| GIVEN RECORDS |

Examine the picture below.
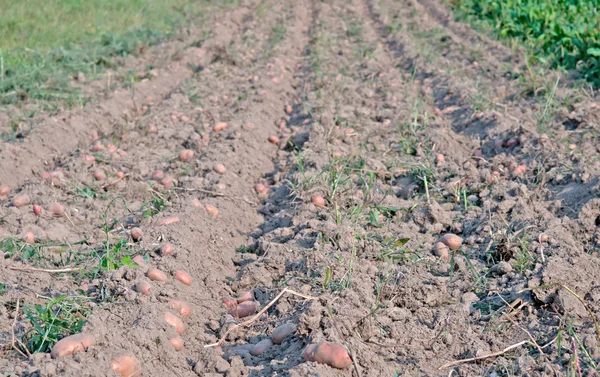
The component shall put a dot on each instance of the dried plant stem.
(257, 315)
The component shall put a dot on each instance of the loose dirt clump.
(342, 170)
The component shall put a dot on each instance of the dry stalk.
(257, 315)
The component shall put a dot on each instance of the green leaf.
(594, 51)
(401, 242)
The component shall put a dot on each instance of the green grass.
(45, 43)
(59, 317)
(562, 33)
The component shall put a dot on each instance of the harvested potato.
(183, 277)
(137, 234)
(157, 275)
(71, 344)
(173, 320)
(177, 343)
(332, 354)
(21, 201)
(243, 309)
(281, 332)
(451, 240)
(318, 201)
(181, 307)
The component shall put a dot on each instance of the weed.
(59, 317)
(561, 33)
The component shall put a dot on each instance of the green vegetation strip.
(44, 44)
(562, 33)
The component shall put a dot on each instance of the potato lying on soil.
(175, 321)
(211, 210)
(243, 309)
(177, 343)
(281, 332)
(181, 307)
(219, 169)
(21, 201)
(167, 249)
(157, 275)
(220, 126)
(451, 240)
(71, 344)
(186, 155)
(137, 234)
(261, 347)
(441, 250)
(126, 366)
(318, 201)
(332, 354)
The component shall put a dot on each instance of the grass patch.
(562, 33)
(59, 317)
(45, 44)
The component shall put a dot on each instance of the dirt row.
(357, 134)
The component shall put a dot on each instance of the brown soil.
(377, 89)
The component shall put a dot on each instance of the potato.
(21, 201)
(245, 296)
(157, 275)
(219, 126)
(137, 234)
(441, 250)
(126, 366)
(168, 220)
(451, 240)
(261, 347)
(57, 210)
(175, 321)
(183, 277)
(282, 331)
(177, 343)
(519, 170)
(37, 210)
(139, 260)
(89, 158)
(99, 175)
(158, 175)
(168, 182)
(181, 307)
(219, 169)
(71, 344)
(318, 201)
(332, 354)
(29, 237)
(243, 309)
(167, 249)
(186, 155)
(211, 210)
(143, 287)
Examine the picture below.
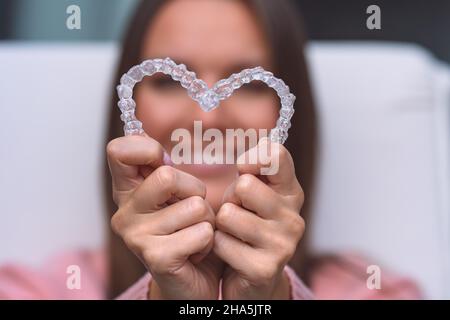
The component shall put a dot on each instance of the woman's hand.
(258, 228)
(164, 219)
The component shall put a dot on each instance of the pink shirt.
(330, 281)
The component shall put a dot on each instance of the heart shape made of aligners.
(208, 98)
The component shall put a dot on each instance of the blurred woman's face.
(214, 39)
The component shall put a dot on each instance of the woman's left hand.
(258, 228)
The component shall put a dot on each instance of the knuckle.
(151, 257)
(197, 206)
(166, 176)
(131, 239)
(244, 184)
(224, 214)
(117, 222)
(207, 231)
(282, 152)
(266, 272)
(113, 147)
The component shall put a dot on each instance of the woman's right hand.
(164, 218)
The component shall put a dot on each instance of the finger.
(253, 194)
(173, 250)
(243, 224)
(164, 184)
(272, 160)
(233, 251)
(127, 154)
(180, 215)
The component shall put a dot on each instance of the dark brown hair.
(285, 35)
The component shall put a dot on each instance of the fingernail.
(167, 160)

| ABOUT THIS TASK |
Your task is to copy exactly the lines from the line containing "the grass patch." through the final line of the listing above and to omit every picture.

| THE COMPLETED TASK |
The component shall put a dot on each instance of the grass patch.
(562, 33)
(59, 317)
(45, 44)
The component shall put a dot on each instance of the dirt row.
(357, 134)
The component shall put a dot on each instance of the brown soil.
(377, 89)
The component shall put a dot on each instance of the potato.
(21, 201)
(245, 296)
(157, 275)
(219, 126)
(137, 234)
(441, 250)
(126, 366)
(168, 220)
(451, 240)
(261, 347)
(57, 210)
(175, 321)
(183, 277)
(282, 331)
(177, 343)
(519, 170)
(37, 210)
(139, 260)
(89, 158)
(99, 175)
(158, 175)
(168, 182)
(181, 307)
(219, 169)
(71, 344)
(318, 201)
(332, 354)
(29, 237)
(243, 309)
(167, 249)
(186, 155)
(211, 210)
(143, 287)
Examine the picture below.
The component shall put a dot on each instance of the woman's hand.
(258, 228)
(164, 219)
The component shall put a dot on each instance of the pink shirt.
(330, 281)
The component shall put a dot on each instance of the heart shape made of aligners.
(208, 98)
The component shall put a dot on each instance of the blurred woman's face.
(214, 39)
The component shall put a dot on each instance of the woman's left hand.
(258, 228)
The component shall put a dot on each instance of the knuckle.
(151, 257)
(197, 206)
(166, 176)
(131, 239)
(244, 184)
(224, 214)
(117, 222)
(207, 231)
(282, 152)
(266, 272)
(113, 147)
The component shall put a dot on each instance of the woman's right hand.
(164, 218)
The component shall put a dot on each instance of the finger.
(253, 194)
(173, 250)
(243, 224)
(164, 184)
(272, 160)
(233, 251)
(127, 154)
(180, 215)
The component shall put a dot on each instance of the dark brown hair.
(285, 35)
The component shall put a dot on each instance of the fingernail.
(167, 160)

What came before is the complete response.